*Your instructions*:
The response should be an exact transcription of the data below, free of images.

*Dataset excerpts*:
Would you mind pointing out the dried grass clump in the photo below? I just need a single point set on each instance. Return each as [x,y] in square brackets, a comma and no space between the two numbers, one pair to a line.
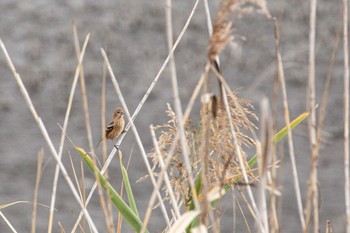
[221,152]
[223,24]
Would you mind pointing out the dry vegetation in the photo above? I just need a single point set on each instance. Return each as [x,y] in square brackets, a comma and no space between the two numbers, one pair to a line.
[200,162]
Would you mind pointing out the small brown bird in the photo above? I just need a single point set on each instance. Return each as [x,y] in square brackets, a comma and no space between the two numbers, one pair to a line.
[115,127]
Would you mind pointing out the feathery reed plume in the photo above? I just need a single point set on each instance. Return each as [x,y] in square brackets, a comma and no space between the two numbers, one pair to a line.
[223,25]
[222,161]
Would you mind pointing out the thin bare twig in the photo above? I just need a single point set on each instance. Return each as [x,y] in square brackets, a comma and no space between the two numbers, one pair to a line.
[44,131]
[36,190]
[64,130]
[287,122]
[166,177]
[137,137]
[311,103]
[346,114]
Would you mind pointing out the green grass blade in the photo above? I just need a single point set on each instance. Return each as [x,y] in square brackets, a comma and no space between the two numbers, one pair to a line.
[281,134]
[129,215]
[128,188]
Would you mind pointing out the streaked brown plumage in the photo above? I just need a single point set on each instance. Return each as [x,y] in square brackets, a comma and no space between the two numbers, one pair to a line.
[115,126]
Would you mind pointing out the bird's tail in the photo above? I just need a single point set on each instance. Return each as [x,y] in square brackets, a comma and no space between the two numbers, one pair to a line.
[98,144]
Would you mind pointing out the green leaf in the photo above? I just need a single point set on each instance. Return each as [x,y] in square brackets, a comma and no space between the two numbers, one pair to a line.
[128,188]
[129,215]
[281,134]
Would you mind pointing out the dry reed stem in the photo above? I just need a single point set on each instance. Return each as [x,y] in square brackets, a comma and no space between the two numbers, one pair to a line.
[83,90]
[287,122]
[172,68]
[36,190]
[43,128]
[64,130]
[250,209]
[312,197]
[137,137]
[264,154]
[329,78]
[241,162]
[174,143]
[139,106]
[346,114]
[234,136]
[178,108]
[75,176]
[109,221]
[166,177]
[104,142]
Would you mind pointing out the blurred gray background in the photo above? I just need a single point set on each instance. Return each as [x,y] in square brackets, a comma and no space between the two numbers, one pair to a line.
[38,36]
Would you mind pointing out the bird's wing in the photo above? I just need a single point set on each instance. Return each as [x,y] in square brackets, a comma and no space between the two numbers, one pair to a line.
[109,127]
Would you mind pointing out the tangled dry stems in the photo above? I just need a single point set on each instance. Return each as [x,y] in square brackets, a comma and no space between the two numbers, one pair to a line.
[221,158]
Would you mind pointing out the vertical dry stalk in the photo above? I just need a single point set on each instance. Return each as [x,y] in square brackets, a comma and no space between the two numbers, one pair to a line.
[178,108]
[138,108]
[329,78]
[36,190]
[44,130]
[64,130]
[346,114]
[83,90]
[166,177]
[311,103]
[137,137]
[264,154]
[287,122]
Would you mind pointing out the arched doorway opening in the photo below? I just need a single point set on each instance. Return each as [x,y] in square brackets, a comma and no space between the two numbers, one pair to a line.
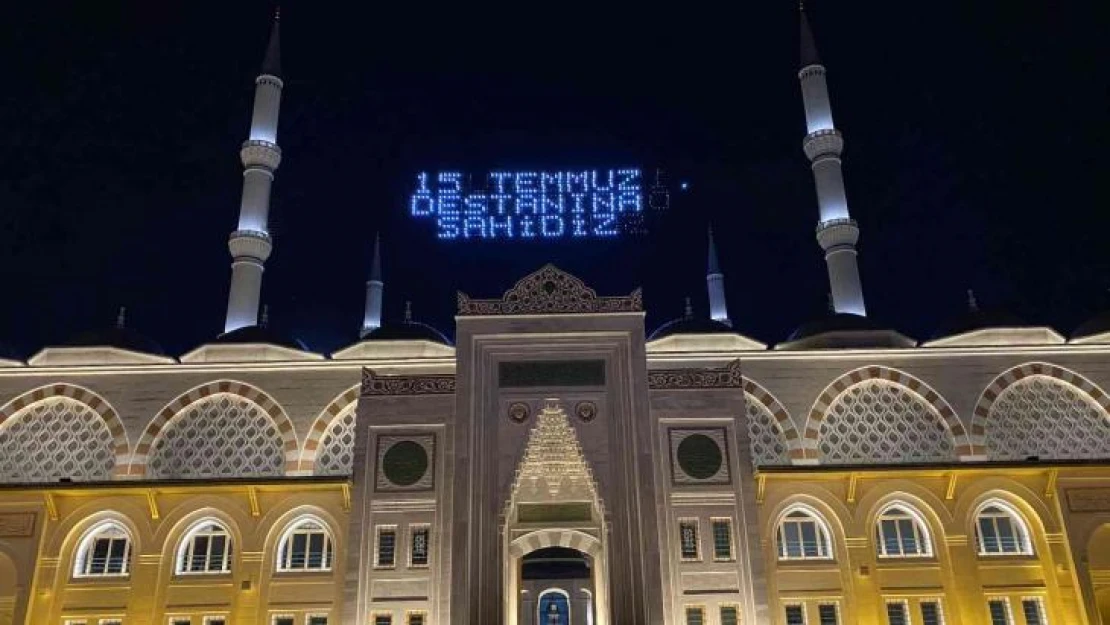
[556,587]
[555,566]
[1098,565]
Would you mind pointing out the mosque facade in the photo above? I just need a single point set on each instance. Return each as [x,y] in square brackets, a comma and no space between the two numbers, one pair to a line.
[557,464]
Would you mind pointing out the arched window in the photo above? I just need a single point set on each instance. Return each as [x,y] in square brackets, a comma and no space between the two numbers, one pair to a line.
[1000,531]
[900,532]
[205,548]
[306,545]
[104,551]
[803,535]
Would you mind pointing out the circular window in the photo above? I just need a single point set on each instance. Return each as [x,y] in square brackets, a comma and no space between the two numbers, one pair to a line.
[699,456]
[405,463]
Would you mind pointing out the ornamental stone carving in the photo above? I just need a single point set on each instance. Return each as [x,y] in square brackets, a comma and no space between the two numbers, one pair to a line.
[374,384]
[550,291]
[335,453]
[727,376]
[54,439]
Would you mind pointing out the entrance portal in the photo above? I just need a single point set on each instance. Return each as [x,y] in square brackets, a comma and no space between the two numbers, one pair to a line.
[555,566]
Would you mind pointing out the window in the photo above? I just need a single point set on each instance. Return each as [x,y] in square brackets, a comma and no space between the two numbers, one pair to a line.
[104,551]
[827,614]
[305,546]
[801,535]
[796,614]
[386,546]
[722,540]
[930,613]
[687,538]
[901,533]
[205,548]
[999,612]
[1033,610]
[1000,531]
[419,544]
[897,613]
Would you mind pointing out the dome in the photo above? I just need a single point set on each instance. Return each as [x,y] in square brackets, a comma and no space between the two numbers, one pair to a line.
[844,331]
[261,334]
[1096,325]
[407,331]
[121,338]
[977,320]
[690,325]
[835,322]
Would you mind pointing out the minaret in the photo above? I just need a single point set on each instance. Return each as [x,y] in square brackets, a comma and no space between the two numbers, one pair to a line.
[372,320]
[837,232]
[250,243]
[715,281]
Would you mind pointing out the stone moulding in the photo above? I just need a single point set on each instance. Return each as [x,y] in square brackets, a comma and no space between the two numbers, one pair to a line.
[374,384]
[727,376]
[550,291]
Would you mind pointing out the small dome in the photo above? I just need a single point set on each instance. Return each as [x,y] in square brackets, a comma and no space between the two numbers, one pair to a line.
[261,334]
[407,331]
[121,338]
[835,322]
[977,320]
[845,331]
[1096,325]
[690,325]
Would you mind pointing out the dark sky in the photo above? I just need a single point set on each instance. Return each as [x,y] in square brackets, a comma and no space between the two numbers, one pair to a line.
[976,155]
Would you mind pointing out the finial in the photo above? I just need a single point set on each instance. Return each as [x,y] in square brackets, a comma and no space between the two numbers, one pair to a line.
[972,303]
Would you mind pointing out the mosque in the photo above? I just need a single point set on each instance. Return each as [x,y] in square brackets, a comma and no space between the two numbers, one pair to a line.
[557,464]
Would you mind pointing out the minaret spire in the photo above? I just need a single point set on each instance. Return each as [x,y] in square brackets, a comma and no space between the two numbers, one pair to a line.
[250,244]
[837,232]
[715,282]
[372,319]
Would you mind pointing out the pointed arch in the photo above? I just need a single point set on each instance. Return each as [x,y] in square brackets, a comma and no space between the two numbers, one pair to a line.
[82,395]
[284,424]
[1023,374]
[920,390]
[765,401]
[342,405]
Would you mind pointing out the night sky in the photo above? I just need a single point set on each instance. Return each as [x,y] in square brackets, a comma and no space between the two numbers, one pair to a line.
[977,157]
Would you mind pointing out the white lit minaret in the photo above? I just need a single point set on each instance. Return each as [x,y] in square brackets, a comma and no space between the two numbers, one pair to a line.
[715,282]
[837,232]
[372,319]
[250,243]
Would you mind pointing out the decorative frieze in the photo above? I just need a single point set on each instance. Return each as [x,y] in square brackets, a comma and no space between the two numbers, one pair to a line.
[550,291]
[374,384]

*Your response*:
Would you mind pointing out the dried grass clump in the photo below? I just need a single point set on each instance. Return each as [x,y] in square brackets, a comma and no space between the two numbers, one pair to a line.
[221,152]
[223,24]
Would you mind pointing out the dry vegetation in the photo above? I just need a single point set on each instance. Return each as [x,y] in square brackets, a comma and no space between the two numbers, one pair to a line.
[200,162]
Would you mind pointing out the small brown bird in the photo above? I just need a single point set on each instance. Return each as [x,y] in square brackets, a comma and no space between the two numbers, one pair to a line.
[115,127]
Would you mind pointing out the feathery reed plume in the photo above? I just need a single point set on each instance. Return each as [x,y] in square brackets, a comma and no space between the two numbers, one pair to a line.
[223,25]
[222,161]
Would you mind pointing out the thin bare twig in the photo above? I just need a single point set on each instance. Return each as [x,y] in square brackets, a comma and no space between the two numbers, one pair to a line.
[44,131]
[36,190]
[64,130]
[287,122]
[166,177]
[137,137]
[311,103]
[346,114]
Would you mind pointing out the green grass blade in the photo above? I just need a single point set on each instance. Return each as [x,y] in square brackets, a comma and no space between the two numbers, one pair to a line.
[281,134]
[129,215]
[128,188]
Would you mind pointing out the streaked brown plumage in the photo above? I just need a single point set on each instance. Return each as [x,y] in square brackets, a comma and no space between the two numbers, one pair to a line.
[115,126]
Would you mind pointing out the bird's tail in the photo above? I just need a single point set on each instance. Return each as [x,y] in square brackets, a comma and no space between the two numbers, one pair to a line.
[98,144]
Would you mind pointing out the green leaf in the photo above? I just need a single point set on each instance. Return each as [x,y] in square brackets, a comma and no space between the two numbers, one pair to a line.
[128,188]
[129,215]
[281,134]
Would you mind pointing out the dry reed stem in the photo above? I just need a single point set on each instance. Return each as [x,y] in square brackets, a comma and no space between the two numbers, one pair to a line.
[83,90]
[287,122]
[172,68]
[36,190]
[43,128]
[64,130]
[250,209]
[312,197]
[137,137]
[264,154]
[329,78]
[241,162]
[174,143]
[139,106]
[346,114]
[234,136]
[178,108]
[75,176]
[109,221]
[166,177]
[104,142]
Would you mind pointing out the blurred gray background in the photo above? I just need a single point set on each instance. Return each as [x,y] in square brackets, a comma and no space between the two numbers, one pair to a line.
[38,36]
Would you mind pointing out the bird's wing in the photo above? I just need a single point set on each instance. Return each as [x,y] in square brackets, a comma and no space between the two numbers, one pair to a line.
[109,127]
Would you mind pointing out the tangled dry stems in the photo above? I just need a single point set on each instance. Return each as [x,y] in square brackets, a comma and no space between the two numbers, one pair to a line.
[221,158]
Would you mind pointing out the vertical dry stalk in the photo above? I just need a single point set on each instance. Return each as [x,y] in square brackets, a comma and no space between the two numbers, one pair to a line.
[178,108]
[138,108]
[329,78]
[36,190]
[44,130]
[64,130]
[346,114]
[83,90]
[166,177]
[311,103]
[137,137]
[264,154]
[287,122]
Would you mind pointing out the arched doorway opening in the photo below? I just need a single point set on each instance. Return each as [x,y] in square brackets, a comma and no space between the two numbers, one pair to a line.
[556,587]
[555,566]
[1098,565]
Would you mind pointing out the mosque facade in the photo above? I just need a single point set on each instance. Return each as [x,y] in square brackets, a comma and no space between the two numbers, one pair to a line.
[557,464]
Would you mind pointing out the arched window in the photo above? I just need a single point set on each instance. Return each as [x,y] in square brackets, a comma and no space between the two numbers, one pair to a line.
[1000,531]
[900,532]
[205,548]
[306,545]
[104,551]
[803,535]
Would you mind pointing out the circular window in the photo above? I just need a single point set on each instance. Return each as [x,y] in square brackets, a comma and no space between the two numbers, one pair to a line.
[699,456]
[405,463]
Would you mind pointing out the ornamental stone carving in the photo above? I just need a single point set on each instance. Return each as [x,y] in square brackets, a comma and no space between the two numbers, one pair to a line.
[374,384]
[550,291]
[335,453]
[727,376]
[54,439]
Would you mind pointing out the entrance portal in the photo above? I just need a single point set on each instance. Return each as [x,y] in square brackets, a comma and no space between the two numbers, one pair to a line.
[555,566]
Would you mind pointing out the window in the photo above? I just need a single point set on each instance. Return each as [x,y] in square brackets, a comma and no space between the two numbers, one pair to a line.
[104,551]
[827,614]
[305,546]
[801,535]
[796,614]
[386,546]
[722,540]
[930,613]
[687,538]
[901,533]
[205,548]
[999,612]
[1033,610]
[1000,531]
[419,544]
[897,613]
Would you mind pointing out the dome in the photo above? I just need a single point set on each instance. Return each as [x,y] in square brackets, a comma and no space between the two numbers, one pair to a line.
[844,331]
[261,334]
[1096,325]
[407,331]
[121,338]
[977,320]
[690,325]
[835,322]
Would you mind pointing out the minaret in the photo above? I just need a single point set on each instance. Return each as [x,y] in square brackets, a comma and no space between the two numbers, one pair to a line.
[372,320]
[837,232]
[250,243]
[715,281]
Would you mind pointing out the stone moulding in the photo above? I just need a single point set on each instance. Return each as [x,y] in square brackets, a comma and no space between the two numbers, one pair to a line.
[374,384]
[727,376]
[550,291]
Would you mind pointing out the small dome in the photo above? I just need a single point set on each instance. Return each as [x,y] in square brackets, a comma and no space between the two numbers, one pair to a line.
[261,334]
[407,331]
[121,338]
[835,322]
[977,320]
[845,331]
[1096,325]
[690,325]
Would you mind pointing out the dark sky in the photo above? I just need a single point set on each instance. Return each as [x,y] in square brackets, a comma and no space between the two numbers, one pair to a line.
[976,155]
Would you mind pointing out the finial in the photo above? I just need a single point set on each instance. Return each as [x,y] in square brackets, a comma and no space between the two numbers, one pair to a line.
[972,303]
Would you mind pointing out the mosque in the photo above? I just need a single point set on each instance. Return each as [x,y] in square brackets, a comma and no space between the two numbers, one pair to a line.
[557,464]
Would you mind pointing out the minaret spire in the photo above? I just need a single point set on each instance. Return each as [x,y] in square brackets, a comma and no space between the two numbers, one pair to a line.
[250,244]
[837,232]
[715,282]
[372,319]
Would you mind pointing out the pointed arch in the photo above? I just need a single point set on each instance. Return each as [x,y] in square brackets, a comma and no space between the two numbers, one pair to a line.
[82,395]
[284,424]
[1023,374]
[920,390]
[765,401]
[342,405]
Would you mind pointing out the night sky in the photo above? I just need a single point set on each instance. Return each as [x,y] in square brackets, a comma and no space between the two numbers, one pair to a line.
[977,157]
Would you mind pointing out the white lit minaret in the photo above? I just need a single point set on each instance. Return each as [x,y] in square brackets, a comma and no space between the two numbers, one pair to a line.
[715,282]
[837,232]
[372,319]
[250,243]
Would you mind pointing out the decorative frieze in the photo above? I just need a single point set on each instance. Return each as [x,y] in square brackets, a comma and no space between the two numbers, one pair to a line.
[550,291]
[374,384]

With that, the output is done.